*Tasks to perform:*
- A) Answer these from the PHREG MODEL statement page below, one line each:
(i) What kind of values must the failure time variables contain?
(ii) Which TIES= value is the default?
(iii) Which ties-handling method should be used when the time scale is genuinely discrete?
- B) From the PHREG MODEL statement page below, print the passage starting with "uses the approximate likelihood of Efron" and going on through "and So 1994).".
- C) Proceed with the PHREG MODEL statement page below, picking up after its final sentence.

*Passage to read:*
MODEL Statement

The PHREG Procedure

MODEL Statement

MODEL response < *censor ( list ) > = variables < /options > ;

MODEL (t1, t2) < *censor(list) > = variables < /options > ;

The MODEL statement identifies the variables to be used as the failure time variables, the optional censoring variable, and the explanatory variables. Two forms of MODEL syntax can be specified; the first form allows one response variable, while the second form allows two variables for the counting process style of input (see the section "Counting Process Style of Input" for more information).

In the first MODEL statement, preceding the equal sign, is the name of the failure time variable. This can optionally be followed by an asterisk, the name of the censoring variable, and a list of censoring values (separated by blanks or commas if there is more than one) enclosed in parentheses. If the censoring variable takes on one of these values, the corresponding failure time is considered to be censored. The variables following the equal sign are the explanatory variables (sometimes called independent variables or covariates) for the model.

Instead of a single failure time variable, the second MODEL statement identifies a pair of failure time variables. Their names are enclosed in parentheses, and they signify the endpoints of a semi-closed interval (t1,t2] during which the subject is at risk. If the censoring variable takes on one of the censoring values, the time t2 is considered to be censored.

The censoring variable and the explanatory variables must be numeric. The failure time variables must contain nonnegative values. Any observation with a negative failure time is excluded from the analysis, as is any observation with a missing value for any of the variables listed in the MODEL statement. You can specify the following options in the MODEL statement.

Ties-Handling Option

TIES=method

specifies how to handle ties in the failure time. The TIES= option can take the following values:

BRESLOW

uses the approximate likelihood of Breslow (1974). This is the default value.

DISCRETE

replaces the proportional hazards model by the discrete logistic model

$\frac{h(t;z)}{1-h(t;z)} =\frac{h_{0}(t)}{1-h_{0}(t)} {\rm exp}({z'}{{\beta}})$

where h₀(t) and h(t;z) are discrete hazard functions.

EFRON

uses the approximate likelihood of Efron (1977).

EXACT

computes the exact conditional probability under the proportional hazards assumption that all tied event times occur before censored times of the same value or before larger values. This is equivalent to summing all terms of the marginal likelihood for ${\beta}$ that are consistent with the observed data (Kalbfleisch and Prentice 1980; DeLong, Guirguis, and So 1994).

The EXACT method may take a considerable amount of computer resources. If ties are not extensive, the EFRON and BRESLOW methods provide satisfactory approximations to the EXACT method for the continuous time-scale model. In general, Efron's approximation gives results that are much closer to the EXACT method results than Breslow's approximation does. If the time scale is genuinely discrete, you should use the DISCRETE method. The DISCRETE method is also required in the analysis of case-control studies when there is more than one case in a matched set. If there are no ties, all four methods result in the same likelihood and yield identical estimates. The default, TIES=BRESLOW, is the most efficient method when there are no ties.

*Records:*
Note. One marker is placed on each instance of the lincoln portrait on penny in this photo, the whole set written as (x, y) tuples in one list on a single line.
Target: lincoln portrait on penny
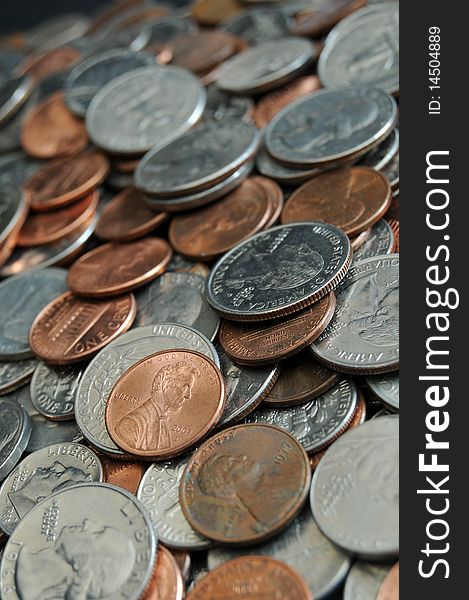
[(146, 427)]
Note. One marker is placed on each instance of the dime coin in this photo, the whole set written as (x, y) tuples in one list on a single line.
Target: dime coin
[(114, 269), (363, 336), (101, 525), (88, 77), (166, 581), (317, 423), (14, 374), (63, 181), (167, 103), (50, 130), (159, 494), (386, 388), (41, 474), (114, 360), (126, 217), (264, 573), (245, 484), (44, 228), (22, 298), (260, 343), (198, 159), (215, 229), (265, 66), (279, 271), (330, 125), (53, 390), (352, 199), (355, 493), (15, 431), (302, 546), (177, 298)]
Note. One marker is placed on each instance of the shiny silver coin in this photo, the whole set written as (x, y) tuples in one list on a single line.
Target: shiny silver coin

*Results for the exercise:*
- A)
(i) Nonnegative values.
(ii) BRESLOW.
(iii) The DISCRETE method.

- B)
uses the approximate likelihood of Efron (1977).

EXACT

computes the exact conditional probability under the proportional hazards assumption that all tied event times occur before censored times of the same value or before larger values. This is equivalent to summing all terms of the marginal likelihood for ${\beta}$ that are consistent with the observed data (Kalbfleisch and Prentice 1980; DeLong, Guirguis, and So 1994).

- C)
Model-Specification Options

ENTRYTIME=variable

ENTRY=variable

specifies the name of the variable that represents the left truncation time. This option has no effect when the counting process style of input is specified. See the section "Left Truncation of Failure Times" for more information.

NOFIT

performs the global score test, which tests the joint significance of all the explanatory variables in the MODEL statement. No parameters are estimated. If the NOFIT option is specified along with other MODEL statement options, NOFIT takes precedence, and all other options are ignored except the TIES= option.

OFFSET=name

specifies the name of an offset variable, which is an explanatory variable with a regression coefficient fixed as one. This option can be used to incorporate risk weights for the likelihood function.

SELECTION=method

specifies the method used to select the model. The methods available are

BACKWARD | B: requests backward elimination.
FORWARD | F: requests forward selection.
NONE | N: fits the complete model specified in the MODEL statement. This is the default value.
SCORE: requests best subset selection. It identifies a specified number of models with the highest score chi-squared statistic for all possible model sizes ranging from one explanatory variable to the total number of explanatory variables listed in the MODEL statement.
STEPWISE | S: requests stepwise selection.

For more information, see the section "Variable Selection Methods".

Model-Building Options

The following options enable you to provide additional specifications for the BACKWARD, FORWARD, SCORE, and STEPWISE model selection methods. They have no effect when SELECTION=NONE. Only the INCLUDE=, START=, STOP=, and BEST= options work with the SCORE method.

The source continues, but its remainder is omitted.